▶ **EXERCISES TO COMPLETE**
A: According to the article excerpt on senior pet adoption, what did Jack die from, and at what age?
B: Retype the passage of the article excerpt on senior pet adoption that opens with the words containing "Call has always" and closes with "fostered, she said.".

▶ **PAGE EXCERPT**
>>>>
It’s those potential complications that keep many people from considering older animals, she said.
“At the shelters, the most euthanizations are pit bulls, Chihuahuas, cats and seniors,” she said. “People don’t want to deal with a senior pet maybe peeing themselves now and then or needing medicine. We’re up front with people about what challenges the dogs might face. People don’t want to adopt senior dogs because they’re afraid they might have issues. We work with people on training and understanding the needs of senior pets. They deserve to live out their days in comfort.”
Call has always had senior pets.
“I had Jack, who was my muse for Underdog, and he died at 15 from kidney failure,” she said. “This might sound silly, but I felt like I was cheating on him if I adopted someone else, so I’ve fostered.”
Call would like to add cats to Underdog Animal Society’s roster, but constraints such as money, number of available foster families and the territorial nature of cats mean the organization is focusing on dogs, at least for now.
“We’re not really contacted about cats,” she added. “There are so many cats because people don’t spay or neuter.”
Dogs get medical attention while they are being fostered, she said.
“All of our dogs get updated on shots, spayed/neutered and temperament tested and receive the medications they need while with us,” Call said. “Our adoption/foster process includes doing vet checks, an application process and a home check plus an adoption fee, although we do offer 25 percent (discount) for seniors who would like to adopt. Our current dogs are all available for $75 each.”
<<<<
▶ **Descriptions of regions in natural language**
>>>>
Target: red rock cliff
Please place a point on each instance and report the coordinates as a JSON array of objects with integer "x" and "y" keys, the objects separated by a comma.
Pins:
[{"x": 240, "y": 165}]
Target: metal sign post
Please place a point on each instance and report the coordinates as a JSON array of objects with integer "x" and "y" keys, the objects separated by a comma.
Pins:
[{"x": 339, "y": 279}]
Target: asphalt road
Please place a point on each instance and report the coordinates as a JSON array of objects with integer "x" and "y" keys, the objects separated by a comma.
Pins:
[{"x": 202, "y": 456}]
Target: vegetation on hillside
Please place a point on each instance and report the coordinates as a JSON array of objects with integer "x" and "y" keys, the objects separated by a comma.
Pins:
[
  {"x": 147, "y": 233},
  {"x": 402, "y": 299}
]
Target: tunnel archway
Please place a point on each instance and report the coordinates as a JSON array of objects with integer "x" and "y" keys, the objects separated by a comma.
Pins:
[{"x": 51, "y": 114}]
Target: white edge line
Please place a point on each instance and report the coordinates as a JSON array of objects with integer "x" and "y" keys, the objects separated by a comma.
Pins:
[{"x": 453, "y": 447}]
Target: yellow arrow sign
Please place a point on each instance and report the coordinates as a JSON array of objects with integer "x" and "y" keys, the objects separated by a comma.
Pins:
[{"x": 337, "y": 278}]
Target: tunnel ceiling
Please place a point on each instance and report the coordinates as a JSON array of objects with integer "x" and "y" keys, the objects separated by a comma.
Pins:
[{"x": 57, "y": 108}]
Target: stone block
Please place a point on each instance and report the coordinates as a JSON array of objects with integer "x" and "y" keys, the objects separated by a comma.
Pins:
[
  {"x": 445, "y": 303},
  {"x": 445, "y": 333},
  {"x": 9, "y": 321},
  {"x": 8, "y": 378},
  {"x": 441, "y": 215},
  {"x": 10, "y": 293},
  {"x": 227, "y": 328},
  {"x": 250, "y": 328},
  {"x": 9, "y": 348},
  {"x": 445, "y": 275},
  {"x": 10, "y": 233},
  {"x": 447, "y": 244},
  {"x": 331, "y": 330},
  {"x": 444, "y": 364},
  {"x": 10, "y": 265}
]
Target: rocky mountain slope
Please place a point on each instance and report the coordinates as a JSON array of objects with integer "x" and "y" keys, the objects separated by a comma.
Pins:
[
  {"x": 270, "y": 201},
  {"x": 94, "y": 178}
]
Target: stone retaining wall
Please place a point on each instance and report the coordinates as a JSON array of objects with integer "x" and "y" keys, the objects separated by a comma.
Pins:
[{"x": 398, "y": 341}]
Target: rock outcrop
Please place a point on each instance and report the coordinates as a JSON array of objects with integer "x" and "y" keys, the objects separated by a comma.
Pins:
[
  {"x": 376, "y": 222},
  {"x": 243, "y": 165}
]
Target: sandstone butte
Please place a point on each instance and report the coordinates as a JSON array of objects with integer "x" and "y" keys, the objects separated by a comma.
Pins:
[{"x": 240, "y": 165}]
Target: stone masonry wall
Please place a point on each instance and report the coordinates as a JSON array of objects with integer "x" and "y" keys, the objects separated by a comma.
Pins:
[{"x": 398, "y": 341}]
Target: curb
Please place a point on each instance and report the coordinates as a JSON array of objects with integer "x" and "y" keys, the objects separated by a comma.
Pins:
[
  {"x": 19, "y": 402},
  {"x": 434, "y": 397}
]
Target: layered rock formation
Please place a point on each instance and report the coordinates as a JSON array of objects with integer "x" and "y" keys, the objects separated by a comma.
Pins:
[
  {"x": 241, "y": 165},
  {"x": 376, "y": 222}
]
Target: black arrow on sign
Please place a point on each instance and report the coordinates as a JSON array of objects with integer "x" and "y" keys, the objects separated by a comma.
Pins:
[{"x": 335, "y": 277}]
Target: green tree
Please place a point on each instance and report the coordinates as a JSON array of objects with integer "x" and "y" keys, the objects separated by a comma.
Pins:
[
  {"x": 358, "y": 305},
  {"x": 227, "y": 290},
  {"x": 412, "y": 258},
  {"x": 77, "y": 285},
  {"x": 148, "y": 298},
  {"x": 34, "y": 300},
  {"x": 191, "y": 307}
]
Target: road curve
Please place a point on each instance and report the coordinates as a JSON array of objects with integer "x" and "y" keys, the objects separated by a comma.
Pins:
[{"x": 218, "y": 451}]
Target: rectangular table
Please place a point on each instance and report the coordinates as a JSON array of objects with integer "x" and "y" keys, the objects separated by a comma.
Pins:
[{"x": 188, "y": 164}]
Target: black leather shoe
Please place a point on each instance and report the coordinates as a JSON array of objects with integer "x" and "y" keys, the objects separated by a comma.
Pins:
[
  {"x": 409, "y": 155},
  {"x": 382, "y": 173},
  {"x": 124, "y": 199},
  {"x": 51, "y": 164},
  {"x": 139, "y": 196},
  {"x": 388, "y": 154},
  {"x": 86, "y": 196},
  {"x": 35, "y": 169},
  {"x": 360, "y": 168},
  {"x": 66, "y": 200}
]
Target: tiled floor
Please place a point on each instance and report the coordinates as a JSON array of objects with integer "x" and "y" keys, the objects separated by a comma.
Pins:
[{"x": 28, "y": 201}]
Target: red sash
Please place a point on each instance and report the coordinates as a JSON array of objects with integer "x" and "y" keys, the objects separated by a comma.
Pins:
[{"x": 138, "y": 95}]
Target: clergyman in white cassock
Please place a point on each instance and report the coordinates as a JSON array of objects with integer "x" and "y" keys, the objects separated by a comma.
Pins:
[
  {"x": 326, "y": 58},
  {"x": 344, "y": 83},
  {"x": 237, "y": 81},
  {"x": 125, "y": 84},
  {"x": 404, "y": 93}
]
<<<<
▶ **EXPECTED RESPONSES**
A: Jack died of kidney failure at 15.

B:
Call has always had senior pets.
“I had Jack, who was my muse for Underdog, and he died at 15 from kidney failure,” she said. “This might sound silly, but I felt like I was cheating on him if I adopted someone else, so I’ve fostered.”
Call would like to add cats to Underdog Animal Society’s roster, but constraints such as money, number of available foster families and the territorial nature of cats mean the organization is focusing on dogs, at least for now.
“We’re not really contacted about cats,” she added. “There are so many cats because people don’t spay or neuter.”
Dogs get medical attention while they are being fostered, she said.